_Texte à lire_.
Le montant estimé du préjudice de la BEAC s'élève à 18,5 milliards de francs
(total des suspens au niveau du Bureau Extérieur de Paris, et, selon les premières investigations sur la base des justificatifs partiellement fournis par BNP Paribas et la Société générale, les
détournements avérés se situent à 16,5 milliards de Fcfa (hormis les chèques suspects dont les images sont attendues).
La première banque citée a ainsi vu 2,377 milliards de Fcfa de dépôts se
volatiliser en 2008.
La deuxième, entre 2004 et 2007, a enregistré des opérations frauduleuses de l'ordre de 4,178 milliards Fcfa.Cet envoi massif de fonds, sans rapport avec ses besoins réels et sans contrôle de
leurs utilisations, aura suscité un tel appétit que les pilleurs du Bureau Extérieur de Paris "s'en sont donné à cœur joie".
Les responsabilités du Bureau Extérieur de Paris sont donc établies de manière
irréfutable, mais les services concernés du siège (secrétariat général et direction de la comptabilité) de Yaoundé assument aussi une part de responsabilité sur ces graves manquements, les
fraudes n'ayant été rendues possibles que "grâce aux approvisionnements inconsidérés et sans restriction effectués par le siège en faveur du Bureau Extérieur de Paris".
"La mission, peut-on lire dans le rapport, a investigué uniquement sur les
suspens ou les écarts sur les rapprochements bancaires. Cependant, il y a lieu de relever que certaines opérations qui n'apparaissent pas en suspens de rapprochement parce qu'enregistrées aussi
bien par les banques commerciales que par la BEAC peuvent se révéler frauduleuses. La mission n'a pas eu le temps matériel de revoir toutes les pièces comptabilisées pour en apprécier la
moralité."
En tout, ce sont 101 personnes
(personnes physiques, entreprises diverses) qui sont bénéficiaires des chèques et virements frauduleux. Tout au long de leurs acrobaties financières et comptables, les responsables du Bureau
Extérieur de Paris auront fait preuve d'une "volonté manifeste de dissimuler ces opérations en retardant leur comptabilisation dans les livres (…) pendant des mois, voire des
années.

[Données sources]
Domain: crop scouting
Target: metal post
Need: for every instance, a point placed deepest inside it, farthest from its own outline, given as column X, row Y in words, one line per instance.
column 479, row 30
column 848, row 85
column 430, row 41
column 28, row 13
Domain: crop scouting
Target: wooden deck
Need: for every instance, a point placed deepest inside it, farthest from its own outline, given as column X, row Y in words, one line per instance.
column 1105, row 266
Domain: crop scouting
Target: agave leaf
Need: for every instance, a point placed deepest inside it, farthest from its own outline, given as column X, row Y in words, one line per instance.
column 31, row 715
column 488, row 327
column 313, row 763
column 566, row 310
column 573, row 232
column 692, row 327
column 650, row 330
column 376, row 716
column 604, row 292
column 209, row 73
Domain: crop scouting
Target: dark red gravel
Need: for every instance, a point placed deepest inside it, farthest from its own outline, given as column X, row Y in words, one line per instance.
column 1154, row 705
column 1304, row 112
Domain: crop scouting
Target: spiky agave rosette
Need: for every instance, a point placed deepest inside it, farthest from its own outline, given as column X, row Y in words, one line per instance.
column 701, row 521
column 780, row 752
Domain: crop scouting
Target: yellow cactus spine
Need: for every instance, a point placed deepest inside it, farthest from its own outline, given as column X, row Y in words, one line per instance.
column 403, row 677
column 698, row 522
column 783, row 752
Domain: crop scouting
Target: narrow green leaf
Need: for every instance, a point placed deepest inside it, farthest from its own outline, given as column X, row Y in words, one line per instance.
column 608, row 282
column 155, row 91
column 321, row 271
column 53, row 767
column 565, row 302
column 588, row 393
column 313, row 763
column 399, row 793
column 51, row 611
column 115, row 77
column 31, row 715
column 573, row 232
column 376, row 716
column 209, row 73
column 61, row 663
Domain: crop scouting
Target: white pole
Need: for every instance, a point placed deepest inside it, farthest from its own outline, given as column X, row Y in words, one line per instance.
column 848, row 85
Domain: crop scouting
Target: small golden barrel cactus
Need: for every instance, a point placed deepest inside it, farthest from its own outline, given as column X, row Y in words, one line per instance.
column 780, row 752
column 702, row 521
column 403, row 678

_Consignes_.
**1.** D'après le texte sur les fraudes à la BEAC, combien de personnes ont reçu les chèques et virements frauduleux ?
**2.** Relevez tous les montants exprimés en milliards que donne le texte sur les fraudes à la BEAC.

_Réponses dans l'ordre_.
**1.** 101 personnes, physiques ou entreprises diverses.

**2.** 18,5 milliards de francs ; 16,5 milliards de Fcfa ; 2,377 milliards de Fcfa ; 4,178 milliards de Fcfa